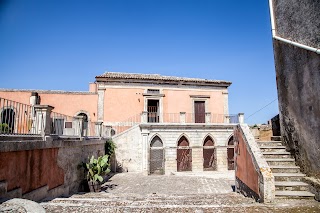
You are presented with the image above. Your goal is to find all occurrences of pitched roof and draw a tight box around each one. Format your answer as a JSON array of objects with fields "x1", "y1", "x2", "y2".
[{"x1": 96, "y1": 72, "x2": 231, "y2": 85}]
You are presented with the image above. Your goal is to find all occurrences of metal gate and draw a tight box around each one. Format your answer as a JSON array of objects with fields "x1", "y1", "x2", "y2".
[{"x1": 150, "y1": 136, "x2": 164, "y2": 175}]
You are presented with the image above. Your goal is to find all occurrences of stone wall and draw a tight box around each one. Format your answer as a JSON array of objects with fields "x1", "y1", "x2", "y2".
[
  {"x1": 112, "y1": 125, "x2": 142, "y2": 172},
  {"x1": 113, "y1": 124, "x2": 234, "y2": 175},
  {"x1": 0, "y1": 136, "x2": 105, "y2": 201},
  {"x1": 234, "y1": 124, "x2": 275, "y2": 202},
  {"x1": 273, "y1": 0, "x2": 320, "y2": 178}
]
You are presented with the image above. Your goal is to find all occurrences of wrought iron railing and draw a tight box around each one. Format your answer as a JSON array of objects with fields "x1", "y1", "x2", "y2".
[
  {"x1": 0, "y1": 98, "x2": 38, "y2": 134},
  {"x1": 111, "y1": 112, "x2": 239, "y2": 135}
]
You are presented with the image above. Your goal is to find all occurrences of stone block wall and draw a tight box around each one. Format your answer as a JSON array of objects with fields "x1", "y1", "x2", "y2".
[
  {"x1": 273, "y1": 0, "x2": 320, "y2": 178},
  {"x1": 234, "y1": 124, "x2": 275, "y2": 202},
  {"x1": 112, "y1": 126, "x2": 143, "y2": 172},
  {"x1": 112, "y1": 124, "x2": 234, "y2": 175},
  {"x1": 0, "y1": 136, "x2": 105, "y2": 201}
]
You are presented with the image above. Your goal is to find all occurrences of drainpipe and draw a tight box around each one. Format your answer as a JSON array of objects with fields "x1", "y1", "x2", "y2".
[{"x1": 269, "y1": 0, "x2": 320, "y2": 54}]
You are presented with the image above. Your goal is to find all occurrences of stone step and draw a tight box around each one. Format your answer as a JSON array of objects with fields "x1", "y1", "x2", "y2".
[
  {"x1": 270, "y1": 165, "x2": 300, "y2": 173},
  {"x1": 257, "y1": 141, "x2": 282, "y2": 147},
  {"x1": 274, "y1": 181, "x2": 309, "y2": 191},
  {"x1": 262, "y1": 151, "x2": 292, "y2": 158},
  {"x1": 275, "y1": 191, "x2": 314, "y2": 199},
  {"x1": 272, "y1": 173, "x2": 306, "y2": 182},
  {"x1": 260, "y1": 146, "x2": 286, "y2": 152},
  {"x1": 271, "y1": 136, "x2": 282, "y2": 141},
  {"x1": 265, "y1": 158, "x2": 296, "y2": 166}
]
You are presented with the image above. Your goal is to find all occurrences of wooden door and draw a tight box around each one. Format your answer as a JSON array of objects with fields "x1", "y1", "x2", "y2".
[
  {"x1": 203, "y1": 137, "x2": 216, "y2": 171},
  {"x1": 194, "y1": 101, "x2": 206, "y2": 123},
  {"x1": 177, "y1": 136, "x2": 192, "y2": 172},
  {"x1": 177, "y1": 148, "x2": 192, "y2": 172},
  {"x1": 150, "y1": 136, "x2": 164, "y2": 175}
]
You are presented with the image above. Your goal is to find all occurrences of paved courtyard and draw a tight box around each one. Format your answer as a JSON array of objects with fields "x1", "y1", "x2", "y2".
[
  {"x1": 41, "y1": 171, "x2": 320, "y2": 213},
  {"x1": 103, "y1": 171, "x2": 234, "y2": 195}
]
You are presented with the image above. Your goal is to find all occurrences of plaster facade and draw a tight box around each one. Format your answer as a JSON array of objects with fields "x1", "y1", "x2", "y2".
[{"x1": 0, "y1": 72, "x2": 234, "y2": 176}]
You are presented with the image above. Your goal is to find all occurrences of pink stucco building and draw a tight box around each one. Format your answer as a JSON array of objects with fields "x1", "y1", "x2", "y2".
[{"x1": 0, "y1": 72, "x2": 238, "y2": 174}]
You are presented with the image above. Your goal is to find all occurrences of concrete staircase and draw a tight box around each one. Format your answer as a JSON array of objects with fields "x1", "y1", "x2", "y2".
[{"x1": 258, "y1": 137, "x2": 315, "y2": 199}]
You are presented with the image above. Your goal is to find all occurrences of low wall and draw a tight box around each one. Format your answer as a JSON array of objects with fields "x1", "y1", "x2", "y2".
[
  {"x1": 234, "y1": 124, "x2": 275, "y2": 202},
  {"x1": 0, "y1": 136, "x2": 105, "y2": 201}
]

#### [TASK REQUIREMENTS]
Write every entry out again exactly, dropping the pictures.

#### [COMPLETED TASK]
You are presented with the image above. Your goal is to find all occurrences of pitched roof and draw a tight box around each one. Format your answer as a JSON array of objects with fields "x1", "y1", "x2", "y2".
[{"x1": 96, "y1": 72, "x2": 231, "y2": 85}]
You are presented with the image above. Your goal is to find all occurrences of metal gate and draw a tight box around each one. Format your answer as a JSON array of objects with fields "x1", "y1", "x2", "y2".
[{"x1": 150, "y1": 136, "x2": 164, "y2": 175}]
You are presented with the image above. Your goal is to find all occurrences of stone wall and draw a tight box around each one. Format your answer as a JSON array of objects with fields "x1", "y1", "x2", "y2".
[
  {"x1": 112, "y1": 125, "x2": 142, "y2": 172},
  {"x1": 113, "y1": 124, "x2": 234, "y2": 175},
  {"x1": 0, "y1": 136, "x2": 105, "y2": 201},
  {"x1": 234, "y1": 124, "x2": 275, "y2": 202},
  {"x1": 273, "y1": 0, "x2": 320, "y2": 178}
]
You are presented with the image above. Your goal is to find all occurrences of wrought iron railing and draw a tight box around each one. Format your answer as a JSON array of objects with fields "x1", "y1", "x2", "y2".
[
  {"x1": 0, "y1": 98, "x2": 38, "y2": 134},
  {"x1": 111, "y1": 112, "x2": 239, "y2": 135}
]
You are presented with the image above. Your goal is to find all occurrences of stone block wall and draw a tight box around each one. Format your answer as a JSON array of objects with fields "x1", "y1", "x2", "y2".
[
  {"x1": 273, "y1": 0, "x2": 320, "y2": 178},
  {"x1": 234, "y1": 124, "x2": 275, "y2": 202},
  {"x1": 112, "y1": 126, "x2": 143, "y2": 172},
  {"x1": 112, "y1": 124, "x2": 234, "y2": 175},
  {"x1": 0, "y1": 136, "x2": 105, "y2": 201}
]
You are presented with the image above. Your goal is to find all occurrences of drainpipe and draw a tight box around each one. Format your answer as a JSON array of objects with fields "x1", "y1", "x2", "y2".
[{"x1": 269, "y1": 0, "x2": 320, "y2": 54}]
You are presented with the image above. Your goal is to find all occurrences of stone step and draw a tight box around each one. Format your answer as a JSON array of objects with fields "x1", "y1", "x2", "y2".
[
  {"x1": 270, "y1": 165, "x2": 300, "y2": 173},
  {"x1": 257, "y1": 141, "x2": 282, "y2": 147},
  {"x1": 274, "y1": 181, "x2": 309, "y2": 191},
  {"x1": 262, "y1": 151, "x2": 292, "y2": 158},
  {"x1": 275, "y1": 191, "x2": 314, "y2": 199},
  {"x1": 272, "y1": 173, "x2": 306, "y2": 182},
  {"x1": 260, "y1": 146, "x2": 286, "y2": 152},
  {"x1": 271, "y1": 136, "x2": 282, "y2": 141},
  {"x1": 265, "y1": 158, "x2": 296, "y2": 166}
]
You are presented with the image above. Your goal is to find all occurrences of wooden door and draw a tight box around each one. Format your answer as a JSON array of objects with fields "x1", "y1", "x2", "y2".
[
  {"x1": 203, "y1": 137, "x2": 216, "y2": 171},
  {"x1": 194, "y1": 101, "x2": 206, "y2": 123},
  {"x1": 177, "y1": 136, "x2": 192, "y2": 172},
  {"x1": 177, "y1": 148, "x2": 192, "y2": 172},
  {"x1": 150, "y1": 136, "x2": 164, "y2": 175}
]
You are presented with the image above. Your goal is to find all occurrences of paved courtyard and draw a tight box around each one. Format your answer as a JSON array of objects with fields "x1", "y1", "x2", "y2".
[
  {"x1": 41, "y1": 171, "x2": 320, "y2": 213},
  {"x1": 103, "y1": 171, "x2": 234, "y2": 195}
]
You are presented with the image above. Your goal is to find all occurrences of plaster facade and draw a tight box around each one. Format your answer as a JSON array of objects with fields "x1", "y1", "x2", "y2".
[{"x1": 0, "y1": 72, "x2": 234, "y2": 176}]
You are presented with the image above. Your goal is to find all occurrences of pink stucco building and draw a tight box around each one. Format your answer as a JSON array of objects with fields "x1", "y1", "x2", "y2".
[{"x1": 0, "y1": 72, "x2": 238, "y2": 174}]
You are presented with the image above. Your goal is to find all occurrences of concrete staircase and draw a tight box around each one. Format your answer as a JSON array of objects with fields "x1", "y1", "x2", "y2".
[{"x1": 258, "y1": 137, "x2": 315, "y2": 199}]
You are presented with the image above. Your goal is to find all occurrences of low wall and draw a tight box around each one. Format your answer as a JSON array of objects with fields "x1", "y1", "x2", "y2".
[
  {"x1": 234, "y1": 124, "x2": 275, "y2": 202},
  {"x1": 0, "y1": 136, "x2": 105, "y2": 201}
]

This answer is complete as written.